─── EXTRACTED MATERIAL

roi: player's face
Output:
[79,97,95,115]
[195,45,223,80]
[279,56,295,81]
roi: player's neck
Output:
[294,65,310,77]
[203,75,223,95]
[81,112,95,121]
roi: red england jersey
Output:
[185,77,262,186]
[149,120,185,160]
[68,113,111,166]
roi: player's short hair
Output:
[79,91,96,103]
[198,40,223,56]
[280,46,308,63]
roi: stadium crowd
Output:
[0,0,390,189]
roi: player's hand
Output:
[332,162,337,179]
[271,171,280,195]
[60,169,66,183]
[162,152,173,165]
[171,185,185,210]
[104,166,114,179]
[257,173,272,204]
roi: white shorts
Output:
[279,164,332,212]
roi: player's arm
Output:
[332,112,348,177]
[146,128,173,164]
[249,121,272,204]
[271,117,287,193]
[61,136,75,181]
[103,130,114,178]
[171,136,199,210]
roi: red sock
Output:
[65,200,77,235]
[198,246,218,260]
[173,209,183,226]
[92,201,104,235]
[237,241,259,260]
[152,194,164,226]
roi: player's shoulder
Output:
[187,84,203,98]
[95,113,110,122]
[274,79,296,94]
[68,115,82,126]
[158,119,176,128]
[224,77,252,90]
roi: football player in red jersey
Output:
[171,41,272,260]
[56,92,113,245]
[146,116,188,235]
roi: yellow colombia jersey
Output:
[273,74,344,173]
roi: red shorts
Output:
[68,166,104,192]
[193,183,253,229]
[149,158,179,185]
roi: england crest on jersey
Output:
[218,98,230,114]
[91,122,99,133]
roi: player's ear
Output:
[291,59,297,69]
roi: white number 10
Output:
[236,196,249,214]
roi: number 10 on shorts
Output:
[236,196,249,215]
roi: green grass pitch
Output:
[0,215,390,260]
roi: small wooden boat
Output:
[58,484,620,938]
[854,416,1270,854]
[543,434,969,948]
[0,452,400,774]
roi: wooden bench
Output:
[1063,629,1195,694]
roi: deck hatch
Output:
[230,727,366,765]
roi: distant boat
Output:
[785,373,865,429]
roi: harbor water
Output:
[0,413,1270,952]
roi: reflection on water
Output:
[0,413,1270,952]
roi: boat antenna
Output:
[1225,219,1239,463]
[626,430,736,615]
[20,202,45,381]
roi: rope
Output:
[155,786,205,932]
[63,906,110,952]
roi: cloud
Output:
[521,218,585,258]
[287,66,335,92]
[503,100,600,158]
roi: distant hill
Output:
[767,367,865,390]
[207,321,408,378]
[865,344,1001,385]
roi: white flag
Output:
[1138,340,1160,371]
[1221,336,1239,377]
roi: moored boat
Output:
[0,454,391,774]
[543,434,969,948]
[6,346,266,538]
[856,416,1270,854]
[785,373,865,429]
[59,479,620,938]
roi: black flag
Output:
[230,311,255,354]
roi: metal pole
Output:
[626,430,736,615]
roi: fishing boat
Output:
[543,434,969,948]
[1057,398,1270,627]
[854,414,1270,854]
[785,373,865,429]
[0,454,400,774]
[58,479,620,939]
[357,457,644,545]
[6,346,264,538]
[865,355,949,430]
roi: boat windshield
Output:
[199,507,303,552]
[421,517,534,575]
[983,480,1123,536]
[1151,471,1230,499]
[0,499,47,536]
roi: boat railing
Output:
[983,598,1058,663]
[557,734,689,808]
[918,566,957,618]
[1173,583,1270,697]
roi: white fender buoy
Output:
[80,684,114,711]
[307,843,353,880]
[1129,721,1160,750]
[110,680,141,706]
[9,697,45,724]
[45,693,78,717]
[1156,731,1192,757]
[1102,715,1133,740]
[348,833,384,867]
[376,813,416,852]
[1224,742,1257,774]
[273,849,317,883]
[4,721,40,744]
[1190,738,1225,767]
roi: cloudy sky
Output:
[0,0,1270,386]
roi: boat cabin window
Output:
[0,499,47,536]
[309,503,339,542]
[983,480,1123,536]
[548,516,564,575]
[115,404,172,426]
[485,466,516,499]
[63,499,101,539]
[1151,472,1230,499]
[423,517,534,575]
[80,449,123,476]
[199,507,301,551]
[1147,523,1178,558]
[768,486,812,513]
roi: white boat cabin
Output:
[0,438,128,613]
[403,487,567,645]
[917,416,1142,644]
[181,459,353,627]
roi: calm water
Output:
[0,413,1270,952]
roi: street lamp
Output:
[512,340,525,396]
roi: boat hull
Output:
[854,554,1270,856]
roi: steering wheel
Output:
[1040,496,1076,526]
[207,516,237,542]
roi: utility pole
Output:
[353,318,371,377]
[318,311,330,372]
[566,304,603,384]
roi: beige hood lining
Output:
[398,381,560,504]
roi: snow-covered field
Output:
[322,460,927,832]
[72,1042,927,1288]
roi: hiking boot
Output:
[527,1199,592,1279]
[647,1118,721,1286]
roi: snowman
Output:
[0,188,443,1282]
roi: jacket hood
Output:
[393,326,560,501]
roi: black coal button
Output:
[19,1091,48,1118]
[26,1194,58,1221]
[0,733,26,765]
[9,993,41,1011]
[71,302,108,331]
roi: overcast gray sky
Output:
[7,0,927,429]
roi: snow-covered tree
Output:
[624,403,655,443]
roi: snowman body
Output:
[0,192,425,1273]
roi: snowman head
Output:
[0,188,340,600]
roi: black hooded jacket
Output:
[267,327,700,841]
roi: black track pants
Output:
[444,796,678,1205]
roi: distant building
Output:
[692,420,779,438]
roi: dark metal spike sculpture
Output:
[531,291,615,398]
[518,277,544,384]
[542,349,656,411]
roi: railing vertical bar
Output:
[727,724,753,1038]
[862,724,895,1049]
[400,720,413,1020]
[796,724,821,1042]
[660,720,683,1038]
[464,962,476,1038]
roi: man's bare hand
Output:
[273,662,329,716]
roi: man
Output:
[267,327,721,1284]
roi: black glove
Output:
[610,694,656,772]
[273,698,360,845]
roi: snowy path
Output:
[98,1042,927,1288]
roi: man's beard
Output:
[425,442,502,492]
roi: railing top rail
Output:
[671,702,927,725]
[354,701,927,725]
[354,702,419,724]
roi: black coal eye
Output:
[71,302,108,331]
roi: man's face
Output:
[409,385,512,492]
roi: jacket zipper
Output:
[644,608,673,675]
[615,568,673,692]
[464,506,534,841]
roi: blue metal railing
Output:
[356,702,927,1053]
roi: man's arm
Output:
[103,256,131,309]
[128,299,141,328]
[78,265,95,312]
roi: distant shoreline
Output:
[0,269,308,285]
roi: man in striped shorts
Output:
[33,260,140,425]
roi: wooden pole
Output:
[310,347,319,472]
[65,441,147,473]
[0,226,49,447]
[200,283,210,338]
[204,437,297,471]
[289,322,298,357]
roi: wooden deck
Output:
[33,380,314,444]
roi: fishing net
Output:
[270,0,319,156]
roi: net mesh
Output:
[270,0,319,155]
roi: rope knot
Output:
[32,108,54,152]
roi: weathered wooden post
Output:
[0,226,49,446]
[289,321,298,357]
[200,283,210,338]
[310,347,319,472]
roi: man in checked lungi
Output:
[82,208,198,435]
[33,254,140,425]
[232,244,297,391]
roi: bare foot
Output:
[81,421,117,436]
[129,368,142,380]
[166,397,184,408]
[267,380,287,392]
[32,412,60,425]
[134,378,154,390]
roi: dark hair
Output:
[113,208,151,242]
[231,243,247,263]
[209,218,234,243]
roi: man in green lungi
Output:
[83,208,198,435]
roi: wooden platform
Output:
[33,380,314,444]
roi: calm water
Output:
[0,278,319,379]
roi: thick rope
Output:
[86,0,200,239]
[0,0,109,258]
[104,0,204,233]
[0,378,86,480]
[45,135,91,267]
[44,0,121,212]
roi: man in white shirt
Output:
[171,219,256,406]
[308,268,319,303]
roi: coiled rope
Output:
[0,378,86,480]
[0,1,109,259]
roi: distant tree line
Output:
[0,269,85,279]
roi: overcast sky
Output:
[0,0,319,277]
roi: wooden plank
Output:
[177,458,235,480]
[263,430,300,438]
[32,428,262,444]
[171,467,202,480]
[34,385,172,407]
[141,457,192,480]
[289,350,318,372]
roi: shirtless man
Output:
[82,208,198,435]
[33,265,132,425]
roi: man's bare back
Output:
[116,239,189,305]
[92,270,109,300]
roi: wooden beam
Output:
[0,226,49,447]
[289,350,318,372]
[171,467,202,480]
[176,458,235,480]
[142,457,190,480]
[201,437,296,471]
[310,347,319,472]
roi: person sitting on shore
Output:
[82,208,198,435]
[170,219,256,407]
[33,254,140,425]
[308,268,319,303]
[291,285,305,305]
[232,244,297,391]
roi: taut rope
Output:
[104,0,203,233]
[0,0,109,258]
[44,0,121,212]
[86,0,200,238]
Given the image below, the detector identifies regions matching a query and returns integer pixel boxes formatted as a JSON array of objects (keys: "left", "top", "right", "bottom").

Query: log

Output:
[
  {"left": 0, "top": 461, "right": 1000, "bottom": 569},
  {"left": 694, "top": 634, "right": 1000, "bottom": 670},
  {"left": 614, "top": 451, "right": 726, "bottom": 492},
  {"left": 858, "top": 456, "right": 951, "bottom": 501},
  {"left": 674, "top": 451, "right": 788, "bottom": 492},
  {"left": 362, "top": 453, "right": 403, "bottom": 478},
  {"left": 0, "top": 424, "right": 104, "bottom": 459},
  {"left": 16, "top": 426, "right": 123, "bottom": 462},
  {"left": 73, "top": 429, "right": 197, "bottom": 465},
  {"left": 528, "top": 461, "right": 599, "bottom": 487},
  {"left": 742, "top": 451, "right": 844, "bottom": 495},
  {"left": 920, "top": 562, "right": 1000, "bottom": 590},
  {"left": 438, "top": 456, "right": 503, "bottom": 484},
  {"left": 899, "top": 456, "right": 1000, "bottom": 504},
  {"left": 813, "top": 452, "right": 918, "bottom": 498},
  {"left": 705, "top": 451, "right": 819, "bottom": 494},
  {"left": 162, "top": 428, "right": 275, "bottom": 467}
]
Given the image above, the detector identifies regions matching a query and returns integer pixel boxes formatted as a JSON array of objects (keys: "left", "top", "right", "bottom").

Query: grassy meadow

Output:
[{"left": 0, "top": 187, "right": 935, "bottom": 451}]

──────

EXERCISE BRIEF ->
Turn the lines between the one holding "roi: railing vertical bar" and the one holding "[33,260,140,425]", inclusive, into a JSON list of strings with one string per line. Leave out any blank lines.

COMPLETE RESPONSE ->
[
  "roi: railing vertical bar",
  "Output:",
  "[727,724,753,1038]",
  "[862,724,895,1049]",
  "[400,720,413,1020]",
  "[796,724,821,1042]",
  "[660,720,683,1038]",
  "[464,962,476,1038]",
  "roi: man's bare hand",
  "Output:",
  "[273,662,329,716]",
  "roi: man",
  "Output:",
  "[267,327,721,1284]",
  "roi: black glove",
  "Output:",
  "[610,694,656,772]",
  "[273,698,360,845]",
  "roi: snowy path",
  "Output:",
  "[98,1042,927,1288]",
  "roi: man's beard",
  "Output:",
  "[425,442,502,492]",
  "roi: railing top rail",
  "Output:",
  "[671,702,927,725]",
  "[354,701,927,725]",
  "[354,702,419,724]",
  "roi: black coal eye",
  "Output:",
  "[71,302,108,331]",
  "roi: man's face",
  "Output:",
  "[409,385,512,492]",
  "roi: jacket zipper",
  "Output:",
  "[644,608,673,675]",
  "[615,568,673,692]",
  "[464,506,534,841]",
  "roi: blue metal railing",
  "Output:",
  "[356,702,927,1053]",
  "roi: man's arm",
  "Output:",
  "[103,256,131,309]",
  "[128,299,141,328]",
  "[78,265,95,312]",
  "roi: distant shoreline",
  "Output:",
  "[0,269,308,285]",
  "roi: man in striped shorts",
  "Output:",
  "[33,260,140,425]"
]